TASK PROMPT
Copy every line of the items below word for word, changing nothing.

ENTRIES SHOWN

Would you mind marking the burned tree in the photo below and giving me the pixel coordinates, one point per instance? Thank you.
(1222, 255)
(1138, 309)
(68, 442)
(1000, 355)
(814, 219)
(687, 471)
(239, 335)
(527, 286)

WRITTEN ANSWER
Would you mind marking the burned tree in the photo below and giving me the pixel coordinates, one point per instance? Thank you.
(1222, 255)
(1138, 309)
(68, 442)
(1000, 355)
(814, 219)
(687, 471)
(239, 335)
(527, 286)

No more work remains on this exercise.